→ **WRITTEN PROBLEM A**: Translate this sentence from the Hit Me film article into Spanish: "The film is based on the novel A Swell-Looking Babe by Jim Thompson."
→ **WRITTEN PROBLEM B**: Pick up the Hit Me film article after its final sentence and carry the plot summary forward.

→ **SOURCE PASSAGE**:

- VHS cover
- Directed by: Steven Shainberg
- Screenplay by: Denis Johnson
- Based on: A Swell-Looking Babe by Jim Thompson
- Produced by: Gregory Goodman Steven Shainberg
- Starring: Elias Koteas Laure Marsac William H. Macy
- Cinematography: Mark J. Gordon
- Edited by: Donn Aron
- Music by: Peter Manning Robinson
- Production company: Slough Pond
- Release dates: September 9, 1996 (Toronto); September 25, 1998 (United States);
- Running time: 125 minutes
- Country: United States
- Language: English

= Hit Me (film) =

Hit Me is a 1996 American crime film directed by Steven Shainberg starring Elias Koteas, Laure Marsac, and William H. Macy. The film is based on the novel A Swell-Looking Babe by Jim Thompson.

==Plot==
In a hotel, bellhop Sonny struggles to pay back a loan to head of security Jack Cougar. Hotel guest Monique tempts Sonny, who eventually has sex with her. She then stands up and begins screaming. Sonny punches her out in a panic and flees.

→ **DATA SECTION**:
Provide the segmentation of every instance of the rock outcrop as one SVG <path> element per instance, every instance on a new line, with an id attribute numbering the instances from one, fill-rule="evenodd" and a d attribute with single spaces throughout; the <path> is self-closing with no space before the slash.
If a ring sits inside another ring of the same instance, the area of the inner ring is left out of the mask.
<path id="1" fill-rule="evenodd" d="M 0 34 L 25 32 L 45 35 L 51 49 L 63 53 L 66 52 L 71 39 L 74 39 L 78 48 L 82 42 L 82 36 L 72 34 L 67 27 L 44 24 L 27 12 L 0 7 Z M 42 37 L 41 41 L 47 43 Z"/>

→ **WRITTEN ANSWER A**: La película está basada en la novela A Swell-Looking Babe de Jim Thompson.

→ **WRITTEN ANSWER B**:
Del, a former bellhop now working for gangster Lenny Ish and staying in the room next to Monique, tells Sonny that he will take care of the situation. Sonny sees Del and Cougar forcibly removing Monique from the hotel and tells Del that he does not want her to be killed. Del says that she could be paid to keep quiet for $5,000 and invites Sonny to take part in a heist of Lenny Ish's high-stakes poker game at the hotel, promising to give Lenny 10% of the total haul of $700,000. Monique visits Sonny one night and confesses that she was hired by Del to be a hostess at the game, and was then paid to seduce Sonny and scream that it was rape to force him into joining the heist.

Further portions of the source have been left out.